Aim of the task:
Reproduce exactly the line in which "the chair seat" occurs and all the lines after it, ending with the last line.

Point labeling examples
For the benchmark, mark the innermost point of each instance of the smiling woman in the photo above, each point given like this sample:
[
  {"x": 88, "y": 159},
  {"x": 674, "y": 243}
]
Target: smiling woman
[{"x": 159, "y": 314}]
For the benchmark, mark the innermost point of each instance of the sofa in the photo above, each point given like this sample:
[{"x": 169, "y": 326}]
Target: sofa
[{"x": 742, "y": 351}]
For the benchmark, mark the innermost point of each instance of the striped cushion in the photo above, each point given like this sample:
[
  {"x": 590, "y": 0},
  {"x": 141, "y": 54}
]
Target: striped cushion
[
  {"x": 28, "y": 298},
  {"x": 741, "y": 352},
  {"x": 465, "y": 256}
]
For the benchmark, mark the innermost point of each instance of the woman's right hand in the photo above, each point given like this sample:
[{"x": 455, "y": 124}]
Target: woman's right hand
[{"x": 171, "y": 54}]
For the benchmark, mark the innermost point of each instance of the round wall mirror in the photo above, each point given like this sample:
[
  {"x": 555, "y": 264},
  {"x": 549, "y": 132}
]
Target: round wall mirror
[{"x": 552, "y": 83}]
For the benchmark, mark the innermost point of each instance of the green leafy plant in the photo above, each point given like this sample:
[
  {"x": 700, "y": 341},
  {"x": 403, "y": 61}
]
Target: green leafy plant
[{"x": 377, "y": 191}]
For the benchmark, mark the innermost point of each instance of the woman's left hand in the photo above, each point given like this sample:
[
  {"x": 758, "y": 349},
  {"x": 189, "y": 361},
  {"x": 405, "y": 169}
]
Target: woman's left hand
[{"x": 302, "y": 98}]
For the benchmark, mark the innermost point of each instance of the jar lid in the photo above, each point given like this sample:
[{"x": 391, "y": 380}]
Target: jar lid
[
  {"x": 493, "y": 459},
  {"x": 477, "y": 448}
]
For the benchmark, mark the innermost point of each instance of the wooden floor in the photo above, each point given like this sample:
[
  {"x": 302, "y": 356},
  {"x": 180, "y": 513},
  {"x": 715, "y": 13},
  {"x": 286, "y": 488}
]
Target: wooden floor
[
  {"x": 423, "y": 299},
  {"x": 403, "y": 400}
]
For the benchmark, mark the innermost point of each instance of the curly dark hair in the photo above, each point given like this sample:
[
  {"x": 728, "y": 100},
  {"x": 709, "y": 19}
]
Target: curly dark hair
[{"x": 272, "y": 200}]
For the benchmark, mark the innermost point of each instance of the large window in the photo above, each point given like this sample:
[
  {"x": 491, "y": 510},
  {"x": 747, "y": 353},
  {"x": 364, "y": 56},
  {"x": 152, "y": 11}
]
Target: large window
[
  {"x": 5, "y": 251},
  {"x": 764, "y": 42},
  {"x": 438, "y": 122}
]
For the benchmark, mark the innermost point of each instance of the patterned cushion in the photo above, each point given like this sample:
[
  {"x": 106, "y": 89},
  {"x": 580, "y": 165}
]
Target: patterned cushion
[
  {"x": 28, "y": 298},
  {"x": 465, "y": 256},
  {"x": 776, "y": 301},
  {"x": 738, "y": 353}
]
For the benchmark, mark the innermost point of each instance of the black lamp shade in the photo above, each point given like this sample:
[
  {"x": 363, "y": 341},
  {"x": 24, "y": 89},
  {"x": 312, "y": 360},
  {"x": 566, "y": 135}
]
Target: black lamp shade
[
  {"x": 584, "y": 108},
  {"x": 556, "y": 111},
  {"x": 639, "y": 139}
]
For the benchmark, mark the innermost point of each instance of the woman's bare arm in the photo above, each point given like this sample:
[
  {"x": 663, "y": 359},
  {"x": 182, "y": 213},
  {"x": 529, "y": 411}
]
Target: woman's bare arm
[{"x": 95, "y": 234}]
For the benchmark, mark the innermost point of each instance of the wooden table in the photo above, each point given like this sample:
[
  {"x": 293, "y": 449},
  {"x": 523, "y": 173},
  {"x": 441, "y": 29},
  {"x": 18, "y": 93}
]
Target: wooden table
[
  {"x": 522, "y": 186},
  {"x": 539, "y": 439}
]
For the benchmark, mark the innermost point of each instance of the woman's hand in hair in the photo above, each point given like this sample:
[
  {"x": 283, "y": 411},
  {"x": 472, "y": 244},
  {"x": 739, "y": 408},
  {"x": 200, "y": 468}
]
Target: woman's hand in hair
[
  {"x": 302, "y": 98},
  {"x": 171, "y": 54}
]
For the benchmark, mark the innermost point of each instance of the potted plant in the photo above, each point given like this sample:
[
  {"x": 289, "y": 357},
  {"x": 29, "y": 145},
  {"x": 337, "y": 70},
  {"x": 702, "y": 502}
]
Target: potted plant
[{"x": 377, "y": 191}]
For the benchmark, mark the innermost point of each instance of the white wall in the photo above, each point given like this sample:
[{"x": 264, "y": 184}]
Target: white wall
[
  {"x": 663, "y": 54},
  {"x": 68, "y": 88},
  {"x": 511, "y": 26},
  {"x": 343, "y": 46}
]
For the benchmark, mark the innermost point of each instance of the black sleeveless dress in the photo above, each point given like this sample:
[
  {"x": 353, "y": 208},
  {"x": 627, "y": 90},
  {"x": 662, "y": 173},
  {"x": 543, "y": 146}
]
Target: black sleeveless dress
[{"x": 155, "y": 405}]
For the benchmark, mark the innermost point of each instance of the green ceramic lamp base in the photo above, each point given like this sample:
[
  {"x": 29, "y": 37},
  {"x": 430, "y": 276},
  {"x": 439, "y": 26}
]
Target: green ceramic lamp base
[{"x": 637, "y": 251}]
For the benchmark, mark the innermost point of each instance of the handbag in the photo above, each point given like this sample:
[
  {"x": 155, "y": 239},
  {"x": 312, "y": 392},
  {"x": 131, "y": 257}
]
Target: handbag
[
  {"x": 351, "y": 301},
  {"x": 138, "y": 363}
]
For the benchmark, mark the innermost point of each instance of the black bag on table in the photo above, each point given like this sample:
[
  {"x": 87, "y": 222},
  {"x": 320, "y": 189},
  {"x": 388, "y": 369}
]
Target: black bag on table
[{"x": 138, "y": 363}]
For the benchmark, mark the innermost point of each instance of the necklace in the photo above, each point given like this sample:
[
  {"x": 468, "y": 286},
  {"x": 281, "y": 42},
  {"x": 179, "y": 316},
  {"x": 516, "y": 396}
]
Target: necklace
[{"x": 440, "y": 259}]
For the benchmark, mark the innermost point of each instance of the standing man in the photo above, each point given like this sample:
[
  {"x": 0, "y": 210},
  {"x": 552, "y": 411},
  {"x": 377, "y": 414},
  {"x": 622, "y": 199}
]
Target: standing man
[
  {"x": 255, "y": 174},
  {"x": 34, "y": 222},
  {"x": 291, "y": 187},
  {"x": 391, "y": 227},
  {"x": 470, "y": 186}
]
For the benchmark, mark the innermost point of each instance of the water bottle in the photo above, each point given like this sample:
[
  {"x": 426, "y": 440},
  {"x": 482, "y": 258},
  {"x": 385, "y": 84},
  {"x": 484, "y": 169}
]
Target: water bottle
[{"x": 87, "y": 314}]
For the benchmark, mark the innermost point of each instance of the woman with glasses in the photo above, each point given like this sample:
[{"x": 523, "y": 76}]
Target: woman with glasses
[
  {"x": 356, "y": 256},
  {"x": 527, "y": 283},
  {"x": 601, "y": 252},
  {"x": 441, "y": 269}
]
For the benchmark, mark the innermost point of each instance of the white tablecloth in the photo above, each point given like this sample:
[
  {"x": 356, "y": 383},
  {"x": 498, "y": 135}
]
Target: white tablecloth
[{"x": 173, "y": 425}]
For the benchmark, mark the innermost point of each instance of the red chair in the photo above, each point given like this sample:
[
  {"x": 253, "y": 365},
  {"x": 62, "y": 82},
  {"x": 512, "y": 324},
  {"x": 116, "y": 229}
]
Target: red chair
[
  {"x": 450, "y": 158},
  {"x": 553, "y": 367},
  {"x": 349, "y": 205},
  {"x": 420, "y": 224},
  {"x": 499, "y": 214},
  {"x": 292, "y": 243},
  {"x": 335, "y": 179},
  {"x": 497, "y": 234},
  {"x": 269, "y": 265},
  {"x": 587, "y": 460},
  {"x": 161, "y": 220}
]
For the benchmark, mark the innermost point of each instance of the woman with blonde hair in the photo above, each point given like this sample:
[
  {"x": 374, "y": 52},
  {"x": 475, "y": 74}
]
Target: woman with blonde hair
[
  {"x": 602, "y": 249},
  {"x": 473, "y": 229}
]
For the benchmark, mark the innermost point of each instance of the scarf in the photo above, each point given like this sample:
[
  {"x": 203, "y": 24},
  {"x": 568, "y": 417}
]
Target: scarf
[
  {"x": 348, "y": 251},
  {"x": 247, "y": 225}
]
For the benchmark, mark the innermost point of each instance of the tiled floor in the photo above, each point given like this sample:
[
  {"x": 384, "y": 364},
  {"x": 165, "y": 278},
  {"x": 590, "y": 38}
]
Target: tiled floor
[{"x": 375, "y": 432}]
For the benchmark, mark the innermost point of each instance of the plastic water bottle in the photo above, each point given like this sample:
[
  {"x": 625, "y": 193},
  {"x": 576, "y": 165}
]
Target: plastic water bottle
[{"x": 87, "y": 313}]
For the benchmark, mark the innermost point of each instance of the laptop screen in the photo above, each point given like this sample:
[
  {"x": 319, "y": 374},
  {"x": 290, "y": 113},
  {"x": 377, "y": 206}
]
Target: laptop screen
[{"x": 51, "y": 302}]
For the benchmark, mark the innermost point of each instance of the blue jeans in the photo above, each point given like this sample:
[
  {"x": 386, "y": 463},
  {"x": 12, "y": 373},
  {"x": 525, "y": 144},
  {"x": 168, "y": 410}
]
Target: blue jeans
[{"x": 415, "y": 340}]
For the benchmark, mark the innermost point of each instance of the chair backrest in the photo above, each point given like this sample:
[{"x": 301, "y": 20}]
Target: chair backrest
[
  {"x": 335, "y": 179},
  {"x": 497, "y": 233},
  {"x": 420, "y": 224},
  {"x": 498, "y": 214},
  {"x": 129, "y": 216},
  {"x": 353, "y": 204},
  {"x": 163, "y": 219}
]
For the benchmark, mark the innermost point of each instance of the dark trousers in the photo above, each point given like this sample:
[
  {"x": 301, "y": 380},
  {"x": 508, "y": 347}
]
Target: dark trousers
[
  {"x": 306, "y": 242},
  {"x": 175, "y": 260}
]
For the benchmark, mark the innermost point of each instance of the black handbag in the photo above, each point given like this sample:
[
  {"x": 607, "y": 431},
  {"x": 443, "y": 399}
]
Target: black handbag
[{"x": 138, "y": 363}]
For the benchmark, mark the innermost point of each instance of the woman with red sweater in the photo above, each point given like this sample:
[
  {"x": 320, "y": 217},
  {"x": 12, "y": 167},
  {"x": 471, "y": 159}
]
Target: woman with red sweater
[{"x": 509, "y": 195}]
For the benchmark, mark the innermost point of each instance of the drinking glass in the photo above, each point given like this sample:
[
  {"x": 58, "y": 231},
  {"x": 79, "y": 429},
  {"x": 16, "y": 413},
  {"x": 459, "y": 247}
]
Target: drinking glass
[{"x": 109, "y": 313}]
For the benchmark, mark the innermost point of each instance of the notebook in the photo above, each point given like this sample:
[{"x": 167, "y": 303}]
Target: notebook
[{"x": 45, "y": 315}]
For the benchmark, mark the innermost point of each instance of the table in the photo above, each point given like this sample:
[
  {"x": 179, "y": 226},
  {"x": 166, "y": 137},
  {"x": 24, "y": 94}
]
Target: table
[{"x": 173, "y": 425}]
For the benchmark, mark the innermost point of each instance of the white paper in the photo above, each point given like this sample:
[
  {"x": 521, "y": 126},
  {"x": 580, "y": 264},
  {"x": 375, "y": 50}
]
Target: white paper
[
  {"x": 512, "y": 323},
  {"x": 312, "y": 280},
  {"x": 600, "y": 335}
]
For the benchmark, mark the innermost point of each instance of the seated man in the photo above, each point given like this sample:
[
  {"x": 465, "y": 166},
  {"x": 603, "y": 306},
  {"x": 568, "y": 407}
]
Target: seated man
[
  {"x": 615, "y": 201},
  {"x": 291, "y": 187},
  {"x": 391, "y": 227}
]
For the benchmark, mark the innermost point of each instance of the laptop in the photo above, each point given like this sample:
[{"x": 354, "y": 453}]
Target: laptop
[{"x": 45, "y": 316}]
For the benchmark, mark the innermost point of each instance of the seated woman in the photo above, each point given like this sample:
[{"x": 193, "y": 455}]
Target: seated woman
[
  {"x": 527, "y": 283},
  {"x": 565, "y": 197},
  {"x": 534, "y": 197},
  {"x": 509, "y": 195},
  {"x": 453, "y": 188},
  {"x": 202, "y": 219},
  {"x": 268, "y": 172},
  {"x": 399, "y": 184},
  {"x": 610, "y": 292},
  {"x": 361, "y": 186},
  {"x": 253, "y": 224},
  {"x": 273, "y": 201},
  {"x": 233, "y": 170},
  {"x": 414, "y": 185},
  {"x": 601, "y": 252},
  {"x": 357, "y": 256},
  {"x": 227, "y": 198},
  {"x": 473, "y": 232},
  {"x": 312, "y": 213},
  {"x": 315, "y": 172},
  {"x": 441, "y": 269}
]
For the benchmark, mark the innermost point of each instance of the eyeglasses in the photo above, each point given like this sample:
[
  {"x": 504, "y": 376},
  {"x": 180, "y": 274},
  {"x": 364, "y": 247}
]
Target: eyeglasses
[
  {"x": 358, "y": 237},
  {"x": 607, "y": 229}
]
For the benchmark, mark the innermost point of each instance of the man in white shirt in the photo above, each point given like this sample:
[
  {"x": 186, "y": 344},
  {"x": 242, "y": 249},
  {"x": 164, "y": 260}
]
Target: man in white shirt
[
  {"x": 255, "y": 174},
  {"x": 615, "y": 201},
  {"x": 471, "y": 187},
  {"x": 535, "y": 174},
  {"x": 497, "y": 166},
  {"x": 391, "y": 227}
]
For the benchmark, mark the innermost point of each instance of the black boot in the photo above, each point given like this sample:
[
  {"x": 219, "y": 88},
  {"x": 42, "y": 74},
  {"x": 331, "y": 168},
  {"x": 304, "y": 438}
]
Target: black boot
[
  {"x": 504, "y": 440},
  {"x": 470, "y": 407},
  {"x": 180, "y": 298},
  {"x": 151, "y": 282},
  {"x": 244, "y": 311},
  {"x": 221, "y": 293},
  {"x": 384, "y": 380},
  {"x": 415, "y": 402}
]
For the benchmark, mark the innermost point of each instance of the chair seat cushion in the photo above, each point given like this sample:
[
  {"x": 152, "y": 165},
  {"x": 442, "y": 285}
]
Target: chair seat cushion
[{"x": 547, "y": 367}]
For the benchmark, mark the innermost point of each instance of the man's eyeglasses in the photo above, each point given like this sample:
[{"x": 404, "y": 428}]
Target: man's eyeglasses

Full answer:
For the benchmark, mark the innermost point of each instance of the chair seat cushion in the photo above, each point given like this sample:
[
  {"x": 152, "y": 165},
  {"x": 442, "y": 285}
]
Target: chair seat cushion
[{"x": 547, "y": 367}]
For the benchmark, mark the innermost point of each instance of the man's eyeglasses in the photo above, each point given like this sample:
[{"x": 404, "y": 428}]
Target: man's eyeglasses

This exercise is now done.